### Material supplied
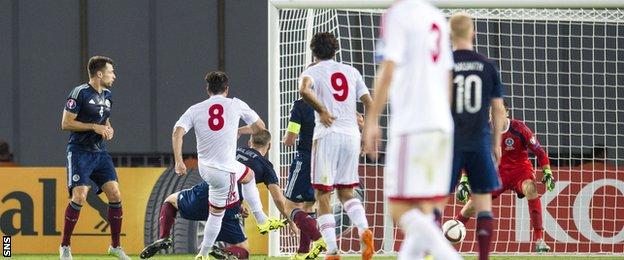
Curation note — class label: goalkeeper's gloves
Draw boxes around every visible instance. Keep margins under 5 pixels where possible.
[455,175,470,202]
[542,168,555,191]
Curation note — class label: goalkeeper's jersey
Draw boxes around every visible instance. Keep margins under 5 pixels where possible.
[499,119,550,172]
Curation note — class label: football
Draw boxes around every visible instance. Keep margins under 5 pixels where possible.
[442,219,466,244]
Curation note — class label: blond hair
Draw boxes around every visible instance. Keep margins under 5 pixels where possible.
[449,13,474,41]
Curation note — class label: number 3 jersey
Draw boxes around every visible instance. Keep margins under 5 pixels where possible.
[301,60,369,140]
[377,1,453,136]
[174,95,259,172]
[451,50,503,151]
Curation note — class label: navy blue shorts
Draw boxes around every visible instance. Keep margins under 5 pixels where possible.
[450,147,500,194]
[67,151,117,196]
[284,153,316,203]
[178,182,247,244]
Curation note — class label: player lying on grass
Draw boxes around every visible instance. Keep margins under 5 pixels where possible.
[141,130,321,259]
[455,105,555,252]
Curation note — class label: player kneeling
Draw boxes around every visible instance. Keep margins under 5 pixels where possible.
[141,130,286,259]
[455,107,555,252]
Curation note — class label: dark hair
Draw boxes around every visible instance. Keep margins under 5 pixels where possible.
[87,56,114,77]
[251,129,271,147]
[0,140,13,162]
[205,71,230,95]
[310,32,338,60]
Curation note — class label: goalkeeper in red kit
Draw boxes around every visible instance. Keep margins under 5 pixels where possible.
[455,105,555,252]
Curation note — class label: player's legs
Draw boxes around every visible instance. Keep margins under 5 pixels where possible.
[199,167,239,257]
[315,189,338,255]
[384,132,460,259]
[158,192,180,239]
[521,177,550,251]
[61,151,95,251]
[465,149,500,260]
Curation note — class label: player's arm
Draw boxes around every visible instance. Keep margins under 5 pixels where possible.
[171,108,193,176]
[299,76,336,127]
[363,60,395,158]
[522,125,555,191]
[490,97,506,166]
[61,110,113,140]
[282,102,303,146]
[171,126,186,175]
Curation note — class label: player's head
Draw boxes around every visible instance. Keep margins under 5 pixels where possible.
[449,13,474,46]
[310,32,338,60]
[87,56,116,88]
[249,129,271,150]
[205,71,230,96]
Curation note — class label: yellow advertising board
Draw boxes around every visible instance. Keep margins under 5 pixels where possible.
[0,167,267,255]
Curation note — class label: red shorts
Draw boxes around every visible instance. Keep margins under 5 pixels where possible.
[492,168,535,199]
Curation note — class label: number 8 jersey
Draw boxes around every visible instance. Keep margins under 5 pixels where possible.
[174,95,259,172]
[451,50,503,151]
[301,60,369,140]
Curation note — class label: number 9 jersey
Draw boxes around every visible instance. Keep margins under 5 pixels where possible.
[451,50,503,151]
[174,95,259,172]
[301,60,369,140]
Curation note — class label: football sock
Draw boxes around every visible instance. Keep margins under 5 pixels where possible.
[318,214,338,254]
[455,211,470,226]
[343,198,368,237]
[433,208,442,228]
[199,211,225,256]
[61,201,82,246]
[158,202,178,238]
[399,209,461,260]
[528,196,544,241]
[476,211,494,260]
[108,202,123,248]
[242,179,268,225]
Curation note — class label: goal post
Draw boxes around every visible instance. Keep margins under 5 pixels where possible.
[267,0,624,256]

### Task to complete
Please rewrite all of the entries above, swapping "Curation note" for "Labeling note" wherever it occurs and changing nothing else. Leave the pictures out of your answer.

### Answer
Labeling note — class label: goalkeeper's gloves
Draw boxes around every visible instance. Keep margins under 5 pixels where possible.
[455,175,470,202]
[542,168,555,191]
Labeling note — class label: goalkeeper's jersey
Draw boxes around every visible instance. Keep margins under 5 pixels where possible.
[499,119,550,172]
Labeling note — class label: football
Draw boxes around every visible instance. Keep margins under 5 pixels where possible.
[442,219,466,244]
Labeling note — class label: blond hair
Draw boxes around every visible instance. Keep margins under 5 pixels where possible.
[449,13,474,41]
Labeling note — class label: number 3 jersey
Draw boxes around every visible instance. Keep margins under 5 pixels where possible.
[301,60,369,140]
[377,1,453,136]
[174,95,259,172]
[451,50,503,151]
Labeling note — class label: navy blue shorts
Draw boxes around every visible instance. Keep margins under 5 pixels where possible.
[450,147,500,194]
[67,151,117,196]
[284,153,316,203]
[178,182,247,244]
Labeling note — class label: player lying on grass
Draw boxes around every visible instance. Keep margins under 5 pixels where possible.
[141,130,321,259]
[455,105,555,252]
Labeling note — class label: player kneeling
Draw boxes around every visible instance. Keep margins under 5 pixels where possible.
[141,130,286,259]
[455,107,555,252]
Labeling note — class label: dark hair
Draw boxes around every visible instance. Keep margins under 5 pixels where possible.
[87,56,114,77]
[251,129,271,147]
[0,140,13,162]
[205,71,230,95]
[310,32,338,60]
Labeling note — class label: goalkeeper in red kit
Draw boxes around every visible instance. Keep margins under 5 pixels where possible.
[455,105,555,252]
Labeling note — class label: player's legs
Draw boxes around every visible instance. Keep margins under 5 pixels where possible.
[199,167,239,257]
[315,189,338,255]
[384,132,460,259]
[158,192,180,239]
[521,177,550,251]
[61,151,95,251]
[465,149,500,260]
Labeling note — class label: player's arm
Draw boxes around every visible instance. Keep margins under 5 pixels where possible.
[171,108,193,176]
[299,76,336,127]
[363,60,395,158]
[522,125,555,191]
[490,97,506,166]
[61,110,113,140]
[282,102,303,146]
[171,126,186,175]
Labeling note — class label: player's head
Draw boxes around every visible instance. Keep margins under 5 pixels where possible.
[449,13,474,46]
[310,32,338,60]
[87,56,116,88]
[249,129,271,150]
[205,71,230,96]
Labeling note — class label: yellow advertising board
Draw boxes around every visible instance. Keep margins under 5 pixels where possible.
[0,167,267,255]
Labeling note — class label: red shorts
Draw boxes around every visible instance. Keep margins under 5 pixels where possible.
[492,168,535,199]
Labeling note — class label: number 8 jersey
Draw boxes around every visible instance. Keep margins under 5 pixels where possible.
[174,95,259,172]
[451,50,503,151]
[301,60,369,140]
Labeling note — class label: number 9 jersey
Draw boxes around every visible instance. Keep margins under 5 pixels where possible.
[451,50,503,151]
[174,95,259,172]
[301,60,369,140]
Labeling note — class label: football sock
Draw boxes around every visible instance. Keep margins under 5 pixels where possible.
[318,214,338,254]
[455,211,470,226]
[343,198,368,237]
[433,208,442,228]
[199,211,225,256]
[61,201,82,246]
[158,202,178,238]
[399,209,461,260]
[528,196,544,241]
[476,211,494,260]
[108,202,123,248]
[242,179,268,225]
Labeling note — class label: goal post
Draw boxes around every visible instance. Keep margins under 5 pixels where possible.
[267,0,624,256]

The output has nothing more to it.